D&D historian Ben Riggs--author of Slaying the Dragon--delved into the facts. Note that the below was posted on Twitter, in that format, not as an article.

D&D Co-Creator Gary Gygax was Sexist. Talking About it is Key to Preserving his Legacy.

The internet has been rending its clothes and gnashing its teeth over the introduction to an instant classic of TTRPG history, The Making of Original D&D 1970-1977. Published by Wizards of the Coast, it details the earliest days of D&D’s creation using amazing primary source materials.

Why then has the response been outrage from various corners of the internet? Well authors Jon Peterson and Jason Tondro mention that early D&D made light of slavery, disparaged women, and gave Hindu deities hit points. They also repeated Wizard’s disclaimer for legacy content which states:"These depictions were wrong then and are wrong today. This content is presented as it was originally created, because to do otherwise would be the same as claiming these prejudices never existed."
::::::
- _Instructions to follow_:
Extend the thread about Gary Gygax and the introduction to The Making of Original D&D 1970-1977, picking up right after the quoted Wizards of the Coast disclaimer.

[Dataset excerpt]
::::::
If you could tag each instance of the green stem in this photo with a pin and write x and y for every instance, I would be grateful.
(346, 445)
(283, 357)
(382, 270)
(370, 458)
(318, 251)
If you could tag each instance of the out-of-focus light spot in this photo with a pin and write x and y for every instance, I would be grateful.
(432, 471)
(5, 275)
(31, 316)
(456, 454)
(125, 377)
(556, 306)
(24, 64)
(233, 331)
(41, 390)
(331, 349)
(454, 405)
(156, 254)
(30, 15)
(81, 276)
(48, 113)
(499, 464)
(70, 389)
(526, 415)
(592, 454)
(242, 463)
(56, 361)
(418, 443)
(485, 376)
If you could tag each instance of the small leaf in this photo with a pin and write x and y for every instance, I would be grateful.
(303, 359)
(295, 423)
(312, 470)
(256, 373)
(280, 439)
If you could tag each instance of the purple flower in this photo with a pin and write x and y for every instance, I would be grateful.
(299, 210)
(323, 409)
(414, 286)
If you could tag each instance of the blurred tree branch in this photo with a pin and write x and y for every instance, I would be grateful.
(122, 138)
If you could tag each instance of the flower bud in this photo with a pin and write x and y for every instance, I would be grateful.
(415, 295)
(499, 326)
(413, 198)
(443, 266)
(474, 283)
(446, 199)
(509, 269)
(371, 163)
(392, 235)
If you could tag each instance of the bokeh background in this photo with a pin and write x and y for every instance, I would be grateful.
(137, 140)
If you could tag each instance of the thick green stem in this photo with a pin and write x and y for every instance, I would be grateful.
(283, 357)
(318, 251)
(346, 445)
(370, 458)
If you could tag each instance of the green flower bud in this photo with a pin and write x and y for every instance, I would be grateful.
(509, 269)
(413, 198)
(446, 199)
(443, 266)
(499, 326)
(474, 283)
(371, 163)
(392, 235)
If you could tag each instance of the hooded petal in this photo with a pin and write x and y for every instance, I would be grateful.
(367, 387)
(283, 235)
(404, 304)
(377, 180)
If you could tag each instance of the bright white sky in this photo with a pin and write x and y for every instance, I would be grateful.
::::::
- _Response below_:
In response to this, an army of grognards swarmed social media to bite their shields and bellow. Early D&D author Rob Kuntz described Peterson and Tondro’s work as “slanderous.” On his Castle Oldskull blog, Kent David Kelly called it “disparagement.” These critics are accusing Peterson and Tondro of dishonesty. Lying, not to put too fine a point on it.So, are they lying? Are they making stuff up about Gary Gygax and early D&D?

Well, let's look at a specific example of what Peterson and Tondro describe as “misogyny “ from 1975's Greyhawk. Greyhawk was the first supplement ever produced for D&D. Written by Gary Gygax and Rob Kuntz, the same Rob Kuntz who claimed slander above, it was a crucial text in the history of the game. For example, it debuted the thief character class. It also gave the game new dragons, among them the King of Lawful Dragons and the Queen of Chaotic Dragons. The male dragon is good, and female dragon is evil. (See Appendix 1 below for more.)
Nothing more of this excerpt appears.